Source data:
++++++++++

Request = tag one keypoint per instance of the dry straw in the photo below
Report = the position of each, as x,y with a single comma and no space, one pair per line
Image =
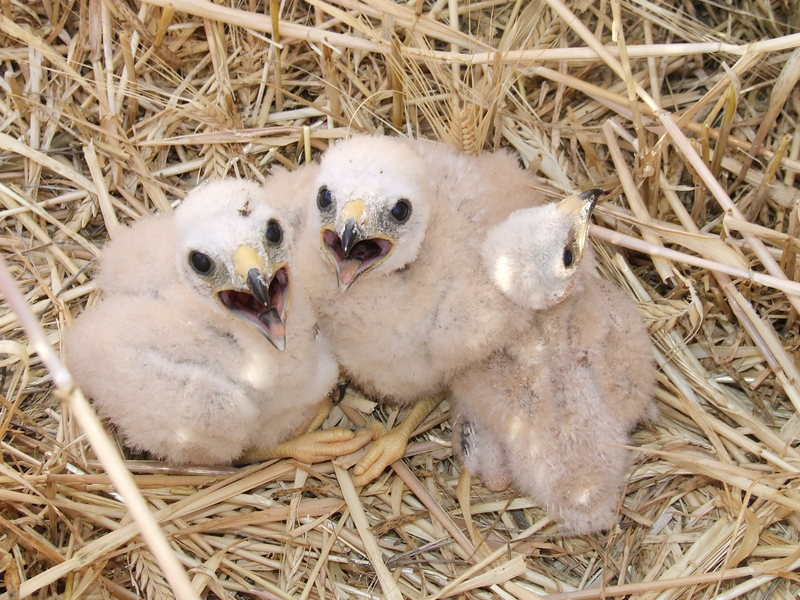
684,112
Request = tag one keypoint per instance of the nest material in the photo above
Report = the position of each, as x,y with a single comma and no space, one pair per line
112,109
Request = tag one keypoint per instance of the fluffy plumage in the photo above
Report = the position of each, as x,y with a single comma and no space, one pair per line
415,307
396,261
549,411
179,354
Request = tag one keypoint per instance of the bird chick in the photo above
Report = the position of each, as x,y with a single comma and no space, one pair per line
204,345
550,410
396,269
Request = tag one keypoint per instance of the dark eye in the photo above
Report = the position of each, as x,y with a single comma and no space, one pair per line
568,257
324,197
201,262
274,232
402,210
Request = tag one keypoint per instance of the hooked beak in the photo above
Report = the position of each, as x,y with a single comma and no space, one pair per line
579,208
264,302
350,236
353,253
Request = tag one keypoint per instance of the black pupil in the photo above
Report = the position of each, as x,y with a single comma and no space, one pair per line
274,232
568,257
201,262
401,210
324,197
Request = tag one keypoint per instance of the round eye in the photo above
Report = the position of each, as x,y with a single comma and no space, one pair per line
201,263
274,232
568,257
324,197
402,210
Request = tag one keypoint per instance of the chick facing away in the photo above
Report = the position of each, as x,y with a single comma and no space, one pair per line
396,263
209,347
549,411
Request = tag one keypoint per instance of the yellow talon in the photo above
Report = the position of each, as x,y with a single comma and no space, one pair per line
391,446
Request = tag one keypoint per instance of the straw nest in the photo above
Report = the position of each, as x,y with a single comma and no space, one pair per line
685,113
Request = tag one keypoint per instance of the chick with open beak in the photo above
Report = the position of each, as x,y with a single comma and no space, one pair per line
362,235
263,294
175,356
401,223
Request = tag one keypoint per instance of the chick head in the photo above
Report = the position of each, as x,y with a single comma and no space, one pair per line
233,249
373,202
534,255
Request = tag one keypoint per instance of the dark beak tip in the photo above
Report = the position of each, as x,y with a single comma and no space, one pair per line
349,237
255,282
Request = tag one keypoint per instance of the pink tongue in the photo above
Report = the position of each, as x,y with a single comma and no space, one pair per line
348,270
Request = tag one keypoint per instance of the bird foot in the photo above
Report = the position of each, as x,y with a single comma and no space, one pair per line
390,447
387,448
315,446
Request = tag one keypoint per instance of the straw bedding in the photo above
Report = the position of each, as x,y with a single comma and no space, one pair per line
686,115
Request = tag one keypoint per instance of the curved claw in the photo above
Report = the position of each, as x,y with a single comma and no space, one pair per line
319,446
385,450
314,446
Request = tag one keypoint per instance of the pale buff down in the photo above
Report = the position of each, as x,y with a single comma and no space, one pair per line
183,354
396,261
549,412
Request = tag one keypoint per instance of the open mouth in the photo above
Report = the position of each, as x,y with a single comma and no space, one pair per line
364,255
269,317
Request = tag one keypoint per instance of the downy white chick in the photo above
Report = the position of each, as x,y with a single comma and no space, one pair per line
205,345
549,412
397,278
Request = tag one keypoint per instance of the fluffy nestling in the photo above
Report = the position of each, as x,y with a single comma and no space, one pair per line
204,345
396,263
549,411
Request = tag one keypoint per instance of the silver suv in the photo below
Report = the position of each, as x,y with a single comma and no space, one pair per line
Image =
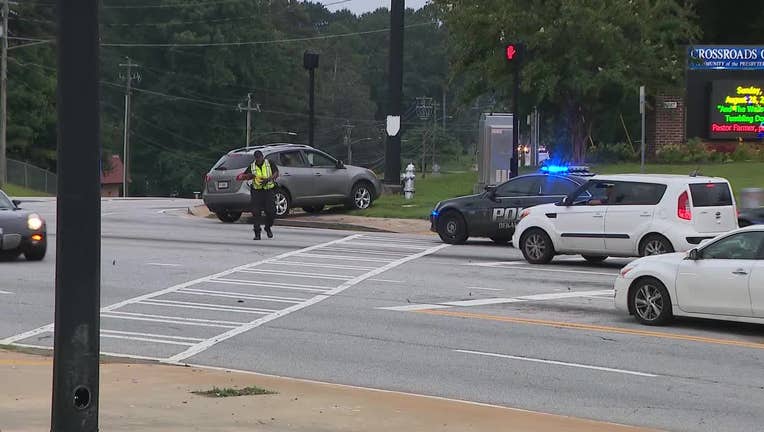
308,178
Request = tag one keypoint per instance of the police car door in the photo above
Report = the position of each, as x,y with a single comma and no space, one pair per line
511,198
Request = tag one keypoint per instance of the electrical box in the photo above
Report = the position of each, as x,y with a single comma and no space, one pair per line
494,149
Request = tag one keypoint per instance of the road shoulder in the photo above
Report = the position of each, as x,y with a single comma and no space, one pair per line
139,396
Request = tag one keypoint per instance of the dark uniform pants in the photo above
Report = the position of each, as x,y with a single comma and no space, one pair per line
263,201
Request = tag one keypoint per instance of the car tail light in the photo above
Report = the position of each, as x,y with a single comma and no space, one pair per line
683,210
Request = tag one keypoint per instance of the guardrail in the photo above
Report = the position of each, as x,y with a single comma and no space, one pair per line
31,177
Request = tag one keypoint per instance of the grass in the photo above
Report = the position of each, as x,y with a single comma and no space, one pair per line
19,191
431,189
232,392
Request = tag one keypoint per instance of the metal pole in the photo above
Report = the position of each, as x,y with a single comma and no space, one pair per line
312,107
642,112
249,119
513,171
3,98
393,148
78,240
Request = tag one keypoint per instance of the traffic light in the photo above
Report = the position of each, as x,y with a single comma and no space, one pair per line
513,52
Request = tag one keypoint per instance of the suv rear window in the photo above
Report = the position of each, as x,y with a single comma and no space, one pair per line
234,161
711,194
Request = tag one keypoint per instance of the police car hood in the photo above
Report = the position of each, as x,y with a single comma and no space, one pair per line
458,200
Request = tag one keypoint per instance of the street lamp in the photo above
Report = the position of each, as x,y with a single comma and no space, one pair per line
254,137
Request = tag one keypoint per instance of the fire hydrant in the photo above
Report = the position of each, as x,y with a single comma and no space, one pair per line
408,182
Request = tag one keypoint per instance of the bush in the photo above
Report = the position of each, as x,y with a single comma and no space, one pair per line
613,153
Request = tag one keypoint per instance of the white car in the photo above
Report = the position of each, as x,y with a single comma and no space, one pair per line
628,215
722,279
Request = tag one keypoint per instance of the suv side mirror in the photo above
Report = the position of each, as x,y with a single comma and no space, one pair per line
693,255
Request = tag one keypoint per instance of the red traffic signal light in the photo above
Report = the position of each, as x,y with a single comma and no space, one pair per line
511,52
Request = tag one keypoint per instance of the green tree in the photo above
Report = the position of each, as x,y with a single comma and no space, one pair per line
583,56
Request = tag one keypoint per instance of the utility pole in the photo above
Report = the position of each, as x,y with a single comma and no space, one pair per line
348,129
310,62
3,98
128,77
249,108
395,80
78,228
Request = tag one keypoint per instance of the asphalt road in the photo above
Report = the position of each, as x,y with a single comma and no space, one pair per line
396,312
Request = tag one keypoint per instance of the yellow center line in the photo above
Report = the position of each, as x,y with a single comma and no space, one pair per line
592,327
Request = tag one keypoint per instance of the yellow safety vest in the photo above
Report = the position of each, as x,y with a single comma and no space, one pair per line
260,173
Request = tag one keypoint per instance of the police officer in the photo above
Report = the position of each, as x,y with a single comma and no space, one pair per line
263,174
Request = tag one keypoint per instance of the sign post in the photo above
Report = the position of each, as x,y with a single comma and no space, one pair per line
642,113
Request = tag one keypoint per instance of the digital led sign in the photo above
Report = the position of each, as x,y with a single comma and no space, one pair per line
736,110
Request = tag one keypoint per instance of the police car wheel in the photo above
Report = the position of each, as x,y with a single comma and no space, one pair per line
537,247
501,240
655,244
228,217
594,259
452,228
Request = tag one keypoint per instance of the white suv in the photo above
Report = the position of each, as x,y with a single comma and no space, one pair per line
628,215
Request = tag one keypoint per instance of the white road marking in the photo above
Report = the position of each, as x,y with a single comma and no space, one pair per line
501,300
322,265
239,296
297,275
49,327
559,363
296,287
202,346
345,257
126,333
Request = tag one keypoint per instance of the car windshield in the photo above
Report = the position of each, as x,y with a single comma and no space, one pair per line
5,202
234,161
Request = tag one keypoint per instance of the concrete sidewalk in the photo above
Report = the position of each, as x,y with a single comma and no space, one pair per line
328,220
155,397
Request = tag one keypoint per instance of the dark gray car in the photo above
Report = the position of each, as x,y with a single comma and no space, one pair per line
308,178
20,232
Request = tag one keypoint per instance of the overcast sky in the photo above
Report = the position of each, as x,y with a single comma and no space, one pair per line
361,6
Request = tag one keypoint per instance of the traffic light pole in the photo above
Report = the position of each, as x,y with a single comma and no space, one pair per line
78,233
513,164
395,80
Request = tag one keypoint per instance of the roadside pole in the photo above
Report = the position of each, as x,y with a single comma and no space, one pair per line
78,232
642,112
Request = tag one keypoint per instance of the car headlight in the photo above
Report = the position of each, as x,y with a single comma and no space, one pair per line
34,222
624,271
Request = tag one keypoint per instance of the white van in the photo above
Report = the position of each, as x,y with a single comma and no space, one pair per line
628,215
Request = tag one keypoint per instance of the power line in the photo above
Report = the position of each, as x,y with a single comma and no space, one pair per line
265,42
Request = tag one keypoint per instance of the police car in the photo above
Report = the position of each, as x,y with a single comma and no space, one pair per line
495,212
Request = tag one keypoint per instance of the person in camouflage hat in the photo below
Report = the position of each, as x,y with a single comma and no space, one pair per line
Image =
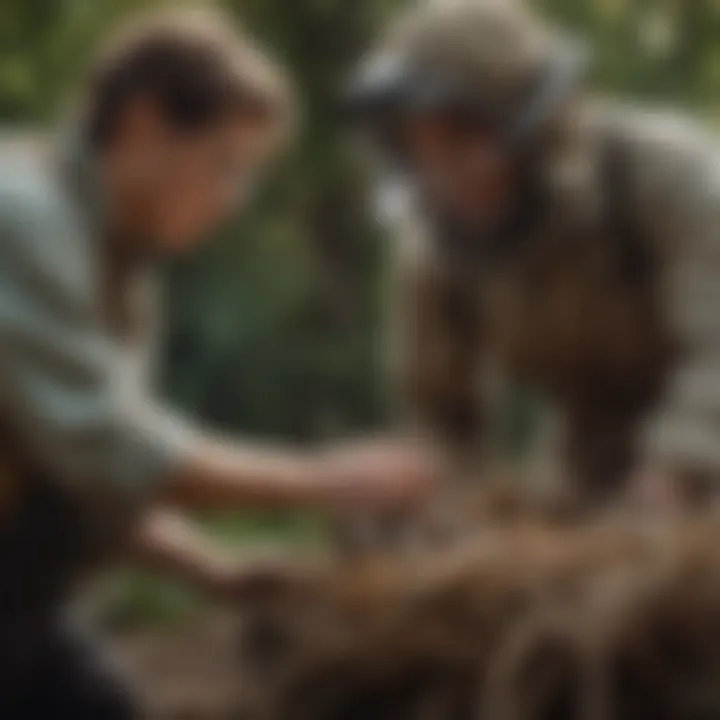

++++++++++

ASSIGNMENT:
An exact copy of the lines above, from the one containing "Request = tag one keypoint per instance of the dark beak" down to the one containing "Request = tag one keypoint per instance of the open" and including both, is the whole answer; retype it and nothing else.

THE COMPLETED TASK:
Request = tag one keypoint per instance of the dark beak tip in the photo above
Report = the position of each, as x,y with a single comma and no space, one pair per line
349,237
255,282
Request = tag one keypoint per instance of the pink tongue in the photo above
Report = the position of each, as x,y with a single comma and no space, one pair per line
348,270
Request = tag one keypoint per instance of the bird foot in the photo above
Report = the position of each, as x,y with a single comma and no space, one pair per line
390,447
387,448
315,446
Request = tag one keypoint per instance of the straw bedding in the photo above
Report = the position of each, as x,y with a single comma and no space, one pair per line
686,115
Request = tag one keypoint per instance of the curved claw in the photo above
Report = the position of each, as x,y with a single comma and no space, one pair per line
319,446
385,450
314,446
Request = tag one keypoint per instance of the pale buff down in the photo above
Report = the position of each, as x,y with a single comma and no space, one pair per line
183,354
396,261
549,412
Request = tag one keypoint per instance of the open mouth in the photo above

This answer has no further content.